> [EXCERPT]
Sitting in a sunny spot on my dorm room bed at Tennessee, praying and reading scripture, God spoke. I was reading through the Bible day by day, intending to read from Genesis to Revelation. I should have been plodding through Leviticus, but a voice kept nagging at me to read Jeremiah. I told the voice that I had a plan, and that I would not get to Jeremiah for many months. But still the voice nagged, and bugged, and whispered. My dorm was unairconditioned, so I had all the windows open. In a way that seems like something that could only happen in the movies, a strong breeze came through, and blew the pages of my bible around. Not to Jeremiah, thankfully, because that would have been unbelievable. I tried to get back to Leviticus but the pages kept blowing, and still the voice tugged at me. “Read Jeremiah.” So Jeremiah it was. The voice, however, was not specific about what I should read, so I just started at the beginning. A mere four verses in, here’s what I found

 Now the word of the Lord came to me, saying,“Before I formed you in the womb I knew you,and before you were born I consecrated you; I appointed you a prophet to the nations.” Then I said, “Ah, Lord God! Behold, I do not know how to speak, for I am only a youth.”  But the Lord said to me,“Do not say, ‘I am only a youth’; for to all to whom I send you, you shall go,and whatever I command you, you shall speak. Do not be afraid of them, for I am with you to deliver you, declares the Lord.” Then the Lord put out his hand and rtouched my mouth. And the Lord said to me, “Behold, I have put smy words in your mouth. See, I have set you this day kover nations and over kingdoms, to pluck up and to break down, to destroy and to overthrow, to build and to plant.”

> [EXERCISE]
Answer these about the dorm-room excerpt:
(a) Which book was the narrator supposed to be reading, according to the reading plan?
(b) Why did the narrator have all the windows open?
(c) In the quoted passage, what reason does the speaker give for not knowing how to speak?

> [INFORMATION SUPPLIED]
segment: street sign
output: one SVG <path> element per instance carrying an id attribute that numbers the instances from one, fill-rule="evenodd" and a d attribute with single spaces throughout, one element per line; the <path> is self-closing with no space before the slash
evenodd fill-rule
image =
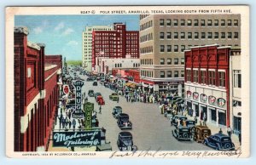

> [THE COMPLETED TASK]
(a) Leviticus.
(b) The dorm was unairconditioned.
(c) "I am only a youth."